Text passage -
══════════════════════════════
Module 4: Integers

Unit 0 > Module 4

Objectives

By the end of this module, for simple HelloWorld-like programs, you will be able to:

Create variable declarations.
Assign values to variables by simple assignment, and print them out.
Distinguish between integers in strings versus actual integers.
Demonstrate ability to perform operations on integers for a desired output.
Simplify expressions with constants to single value.
Evaluate expressions with variables in them.
Convert English descriptions of operations into expressions.
Mentally trace execution with expressions and calculations.
Mentally trace expressions and calculations inside for-loops.
Produce desired output using for-loops and calculations.
Identify new syntactic elements related to the above.

And, once we've worked with integers, we'll also do some "number crunching".

4.0 Audio:

4.0 First, an analogy

Suppose we have boxes. Consider the following rules about "boxes":

Each box can store only one item.
The possible things that can be stored inside are called values.
Thus, at any given moment, a box's value is whatever's inside it.
Each box has a unique name:
There is a cloning process that works like this:
- The value inside one box is cloned.
- The cloned value is placed inside another.
There is a strange shortcut notation to specify cloning:
- Here, the = (equals sign) does NOT mean "equals."
- It has been repurposed to mean "clone", "copy," or, in programming-language jargon, "assign".
How to say it: "x is assigned the value in y".
══════════════════════════════
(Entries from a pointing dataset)

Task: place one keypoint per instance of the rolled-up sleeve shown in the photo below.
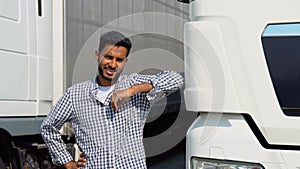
(164, 83)
(51, 125)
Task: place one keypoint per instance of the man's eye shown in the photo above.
(120, 60)
(108, 57)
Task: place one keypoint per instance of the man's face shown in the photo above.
(111, 61)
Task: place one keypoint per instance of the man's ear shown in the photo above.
(97, 55)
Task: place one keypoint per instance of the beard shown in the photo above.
(114, 79)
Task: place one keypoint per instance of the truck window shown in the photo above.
(281, 45)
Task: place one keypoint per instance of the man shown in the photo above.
(108, 113)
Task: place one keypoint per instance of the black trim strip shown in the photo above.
(263, 140)
(17, 117)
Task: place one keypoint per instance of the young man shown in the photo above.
(108, 113)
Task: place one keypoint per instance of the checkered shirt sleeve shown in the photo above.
(164, 83)
(60, 114)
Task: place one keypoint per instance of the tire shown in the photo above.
(31, 162)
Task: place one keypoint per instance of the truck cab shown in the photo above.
(242, 76)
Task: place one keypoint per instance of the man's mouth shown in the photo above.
(109, 71)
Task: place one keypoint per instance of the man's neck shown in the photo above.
(104, 82)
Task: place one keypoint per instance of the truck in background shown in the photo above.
(243, 77)
(30, 70)
(33, 63)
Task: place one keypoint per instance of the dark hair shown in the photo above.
(114, 38)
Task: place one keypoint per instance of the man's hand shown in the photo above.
(71, 165)
(119, 98)
(76, 165)
(81, 160)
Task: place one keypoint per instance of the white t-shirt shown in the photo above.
(103, 92)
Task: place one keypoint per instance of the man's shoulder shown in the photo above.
(82, 86)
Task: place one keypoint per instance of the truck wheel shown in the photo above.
(31, 162)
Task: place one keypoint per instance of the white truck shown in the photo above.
(243, 77)
(33, 77)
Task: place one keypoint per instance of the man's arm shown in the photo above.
(156, 86)
(50, 130)
(122, 96)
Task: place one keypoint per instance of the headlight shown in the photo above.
(202, 163)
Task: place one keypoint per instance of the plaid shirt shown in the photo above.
(109, 139)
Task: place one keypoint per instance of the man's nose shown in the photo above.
(113, 63)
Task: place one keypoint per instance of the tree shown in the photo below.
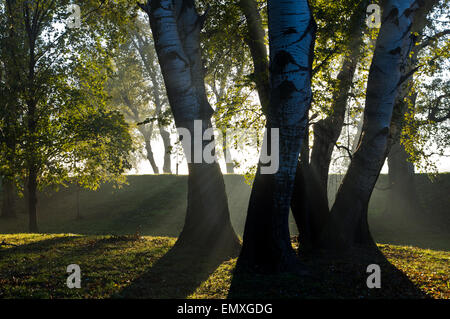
(429, 47)
(176, 29)
(60, 99)
(349, 225)
(266, 243)
(135, 86)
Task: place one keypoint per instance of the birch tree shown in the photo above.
(266, 243)
(349, 225)
(176, 29)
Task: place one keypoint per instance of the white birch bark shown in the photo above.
(349, 212)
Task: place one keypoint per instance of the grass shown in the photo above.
(141, 267)
(123, 245)
(155, 205)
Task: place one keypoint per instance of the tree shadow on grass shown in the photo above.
(331, 276)
(176, 275)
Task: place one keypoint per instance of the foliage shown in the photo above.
(56, 77)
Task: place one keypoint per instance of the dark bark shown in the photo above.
(267, 243)
(402, 197)
(167, 167)
(150, 156)
(348, 226)
(177, 41)
(8, 205)
(310, 209)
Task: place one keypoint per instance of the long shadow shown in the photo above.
(174, 276)
(332, 276)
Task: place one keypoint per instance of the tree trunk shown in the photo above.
(177, 41)
(309, 203)
(32, 200)
(150, 156)
(167, 167)
(310, 209)
(349, 225)
(8, 205)
(267, 244)
(403, 197)
(256, 42)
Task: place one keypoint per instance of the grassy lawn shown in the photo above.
(123, 245)
(33, 265)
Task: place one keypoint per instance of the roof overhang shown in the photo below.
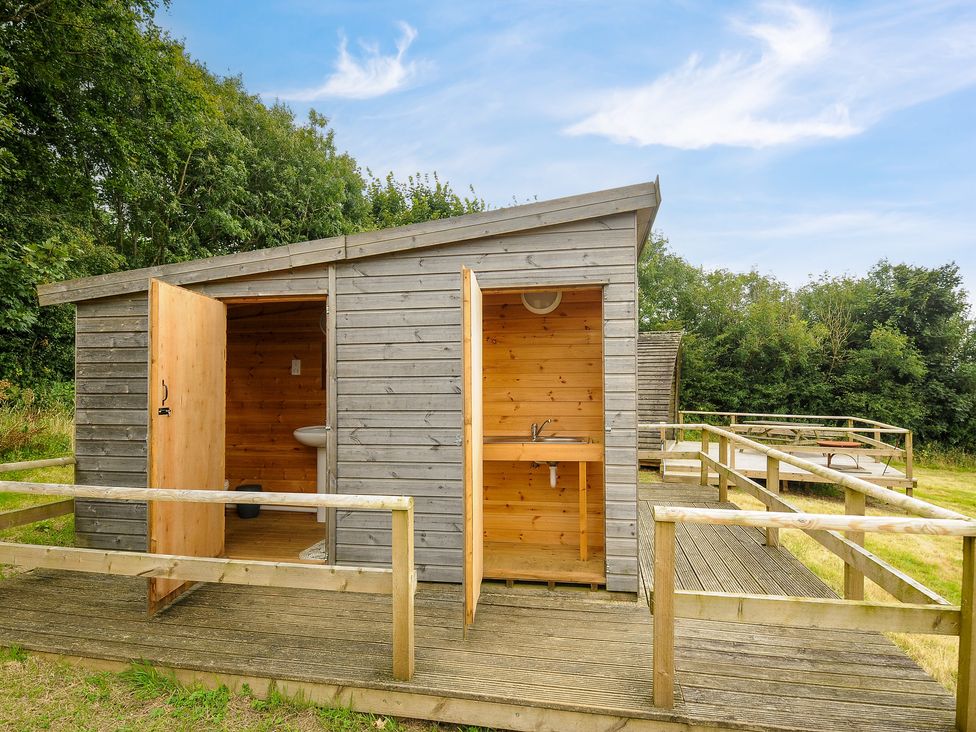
(643, 199)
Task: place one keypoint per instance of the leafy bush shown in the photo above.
(896, 345)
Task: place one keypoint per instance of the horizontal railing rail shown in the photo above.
(875, 438)
(400, 580)
(669, 604)
(770, 415)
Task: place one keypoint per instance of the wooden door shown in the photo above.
(473, 441)
(187, 367)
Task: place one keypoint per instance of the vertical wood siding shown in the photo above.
(399, 383)
(111, 418)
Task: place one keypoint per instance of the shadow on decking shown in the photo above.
(535, 659)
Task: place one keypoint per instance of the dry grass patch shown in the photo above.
(936, 561)
(41, 694)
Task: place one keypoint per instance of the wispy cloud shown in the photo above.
(805, 79)
(372, 75)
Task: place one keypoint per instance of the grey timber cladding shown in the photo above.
(399, 383)
(657, 382)
(111, 418)
(397, 306)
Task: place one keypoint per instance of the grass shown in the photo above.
(36, 693)
(936, 561)
(34, 434)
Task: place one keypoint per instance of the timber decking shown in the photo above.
(721, 558)
(531, 655)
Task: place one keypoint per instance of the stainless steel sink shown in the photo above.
(518, 440)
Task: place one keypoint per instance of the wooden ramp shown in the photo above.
(534, 659)
(721, 558)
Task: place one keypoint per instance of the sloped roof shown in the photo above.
(657, 371)
(643, 199)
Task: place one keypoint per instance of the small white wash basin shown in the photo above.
(314, 436)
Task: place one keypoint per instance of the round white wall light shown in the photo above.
(542, 302)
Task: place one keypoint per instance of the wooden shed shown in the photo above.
(425, 358)
(658, 381)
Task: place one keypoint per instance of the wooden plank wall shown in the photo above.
(657, 383)
(111, 418)
(399, 391)
(265, 402)
(538, 368)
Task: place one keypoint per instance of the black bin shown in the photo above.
(248, 510)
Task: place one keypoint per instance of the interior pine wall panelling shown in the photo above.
(265, 401)
(537, 368)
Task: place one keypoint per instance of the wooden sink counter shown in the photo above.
(544, 452)
(553, 452)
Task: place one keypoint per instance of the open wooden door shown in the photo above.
(473, 441)
(187, 404)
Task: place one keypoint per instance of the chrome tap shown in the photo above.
(537, 428)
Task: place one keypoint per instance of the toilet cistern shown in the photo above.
(317, 436)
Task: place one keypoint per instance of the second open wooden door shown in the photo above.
(473, 441)
(187, 403)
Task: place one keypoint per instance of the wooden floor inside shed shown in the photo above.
(753, 465)
(534, 659)
(273, 536)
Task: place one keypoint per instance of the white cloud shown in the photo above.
(373, 75)
(809, 80)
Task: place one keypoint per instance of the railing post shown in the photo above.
(854, 502)
(732, 424)
(663, 611)
(704, 448)
(404, 584)
(909, 461)
(965, 693)
(723, 477)
(772, 485)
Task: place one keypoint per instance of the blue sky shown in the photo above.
(792, 137)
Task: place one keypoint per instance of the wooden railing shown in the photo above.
(876, 439)
(400, 580)
(920, 610)
(938, 619)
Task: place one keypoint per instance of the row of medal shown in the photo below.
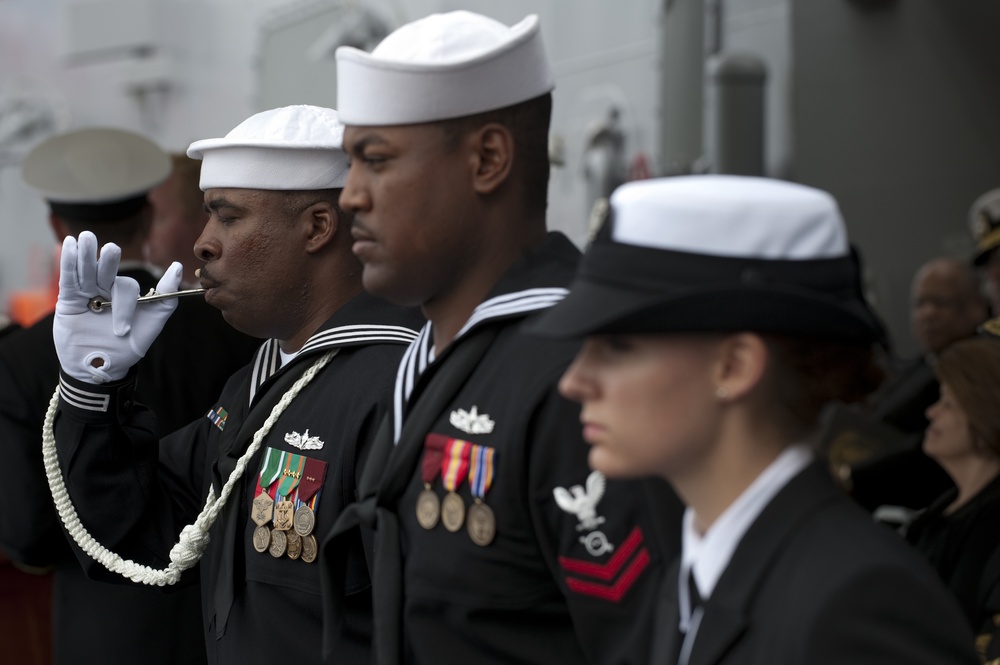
(284, 506)
(455, 460)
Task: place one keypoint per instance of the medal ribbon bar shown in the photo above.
(480, 471)
(455, 463)
(269, 469)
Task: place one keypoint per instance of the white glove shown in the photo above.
(102, 346)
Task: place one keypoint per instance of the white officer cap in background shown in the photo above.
(440, 67)
(287, 148)
(95, 174)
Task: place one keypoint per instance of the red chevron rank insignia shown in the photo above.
(611, 580)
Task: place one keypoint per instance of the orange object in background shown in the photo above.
(27, 306)
(30, 305)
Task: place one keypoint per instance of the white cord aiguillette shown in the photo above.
(194, 537)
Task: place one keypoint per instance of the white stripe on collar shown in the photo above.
(268, 359)
(421, 353)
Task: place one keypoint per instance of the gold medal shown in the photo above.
(428, 508)
(305, 520)
(261, 538)
(309, 548)
(452, 512)
(294, 545)
(279, 542)
(482, 524)
(263, 509)
(283, 515)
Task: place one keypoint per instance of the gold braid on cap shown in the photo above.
(991, 328)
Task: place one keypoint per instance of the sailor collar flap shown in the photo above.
(363, 321)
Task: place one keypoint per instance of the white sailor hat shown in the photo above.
(95, 174)
(287, 148)
(718, 254)
(984, 220)
(442, 66)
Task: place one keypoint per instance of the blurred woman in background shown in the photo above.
(961, 530)
(721, 314)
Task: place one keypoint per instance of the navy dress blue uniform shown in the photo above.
(558, 582)
(95, 622)
(256, 606)
(808, 582)
(959, 546)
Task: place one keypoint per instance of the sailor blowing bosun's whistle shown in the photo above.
(99, 304)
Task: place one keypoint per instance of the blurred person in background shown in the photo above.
(960, 531)
(98, 180)
(984, 221)
(720, 315)
(179, 217)
(947, 305)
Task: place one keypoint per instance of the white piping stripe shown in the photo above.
(82, 399)
(267, 362)
(421, 352)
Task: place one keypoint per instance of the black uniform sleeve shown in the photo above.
(109, 454)
(853, 627)
(31, 534)
(598, 537)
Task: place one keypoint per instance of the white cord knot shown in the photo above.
(194, 537)
(190, 547)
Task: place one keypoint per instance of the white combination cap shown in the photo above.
(718, 254)
(287, 148)
(96, 165)
(732, 216)
(442, 66)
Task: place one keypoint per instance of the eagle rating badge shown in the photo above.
(612, 579)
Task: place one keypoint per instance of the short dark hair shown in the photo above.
(528, 122)
(295, 201)
(808, 374)
(971, 370)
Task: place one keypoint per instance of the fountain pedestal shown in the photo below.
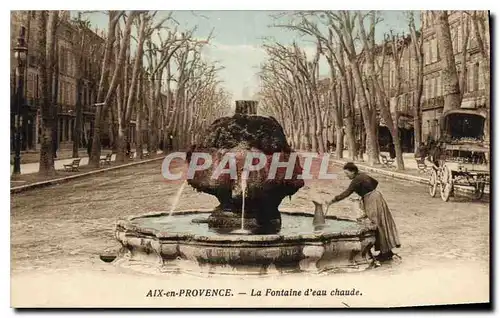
(238, 137)
(181, 245)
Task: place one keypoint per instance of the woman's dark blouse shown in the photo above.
(361, 184)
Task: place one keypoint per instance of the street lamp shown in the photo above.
(20, 53)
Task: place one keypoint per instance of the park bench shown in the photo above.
(421, 165)
(73, 166)
(387, 161)
(106, 159)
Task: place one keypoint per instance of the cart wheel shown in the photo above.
(478, 191)
(433, 183)
(446, 185)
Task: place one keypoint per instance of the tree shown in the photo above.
(417, 41)
(47, 24)
(102, 99)
(344, 25)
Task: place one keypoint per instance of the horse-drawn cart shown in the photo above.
(463, 159)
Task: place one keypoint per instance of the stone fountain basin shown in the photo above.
(177, 244)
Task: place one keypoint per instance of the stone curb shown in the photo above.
(396, 175)
(40, 184)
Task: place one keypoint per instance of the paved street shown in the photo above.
(69, 225)
(59, 164)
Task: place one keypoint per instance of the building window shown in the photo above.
(430, 50)
(481, 78)
(465, 79)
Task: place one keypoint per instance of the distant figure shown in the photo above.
(422, 151)
(392, 151)
(435, 152)
(374, 207)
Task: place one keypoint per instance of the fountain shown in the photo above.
(246, 233)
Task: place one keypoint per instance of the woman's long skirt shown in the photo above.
(378, 212)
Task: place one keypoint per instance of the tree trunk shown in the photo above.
(45, 41)
(449, 76)
(77, 129)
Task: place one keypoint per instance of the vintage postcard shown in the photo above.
(225, 159)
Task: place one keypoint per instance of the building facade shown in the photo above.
(474, 95)
(67, 82)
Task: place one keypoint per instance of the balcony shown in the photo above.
(435, 102)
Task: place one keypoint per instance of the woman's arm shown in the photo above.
(346, 193)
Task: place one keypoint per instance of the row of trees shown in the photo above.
(293, 92)
(147, 71)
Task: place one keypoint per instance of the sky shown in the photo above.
(239, 35)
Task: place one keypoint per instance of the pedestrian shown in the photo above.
(375, 208)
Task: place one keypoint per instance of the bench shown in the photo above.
(73, 166)
(106, 159)
(421, 165)
(386, 161)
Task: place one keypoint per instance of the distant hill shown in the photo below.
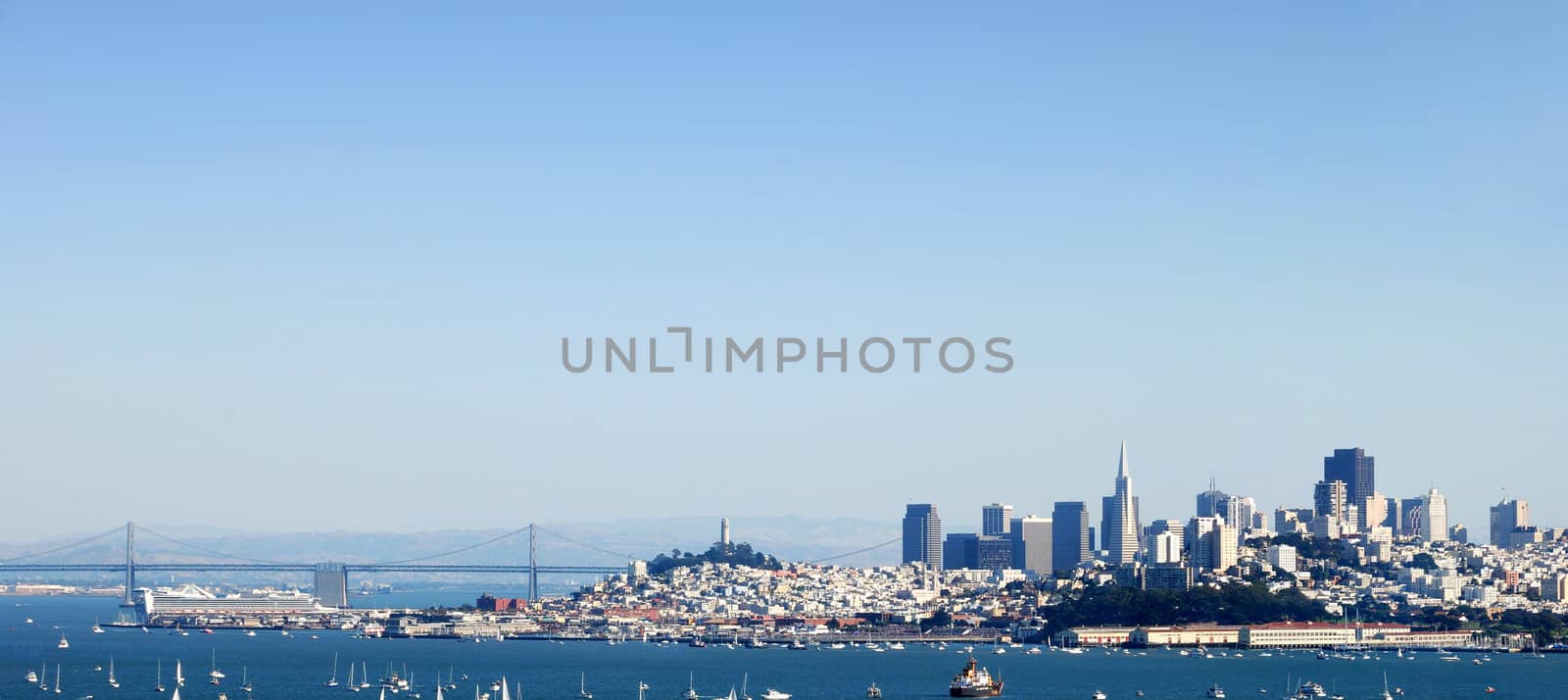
(598, 543)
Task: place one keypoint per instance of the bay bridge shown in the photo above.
(333, 576)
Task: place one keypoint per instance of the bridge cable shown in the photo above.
(208, 551)
(63, 548)
(454, 551)
(590, 546)
(857, 551)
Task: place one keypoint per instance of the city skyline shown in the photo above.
(251, 258)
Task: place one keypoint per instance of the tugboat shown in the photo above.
(974, 683)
══════════════════════════════
What to work on -
a) Condense the passage in the integers module that begins "By the end of this module" into a shorter list that keeps its main points.
b) Report every line of the entries that contains the string "woman", treating case as significant.

Responses for each task -
a)
For simple HelloWorld-like programs, learners will be able to:
- Declare variables, assign values to them, and print them.
- Tell integers in strings apart from actual integers.
- Perform operations on integers to obtain a desired output.
- Simplify constant expressions to a single value and evaluate expressions with variables.
- Convert English descriptions of operations into expressions.
- Mentally trace expressions and calculations, including inside for-loops.
- Produce desired output using for-loops and calculations.
- Identify the related new syntactic elements.

b)
Task: place one keypoint per instance of the blurred woman in background shown in the photo above.
Task: place one keypoint per instance of the woman's dark blouse shown in the photo above.
Task: place one keypoint per instance of the woman's long skirt shown in the photo above.
Task: place one keypoint per instance of the woman's arm shown in the photo above.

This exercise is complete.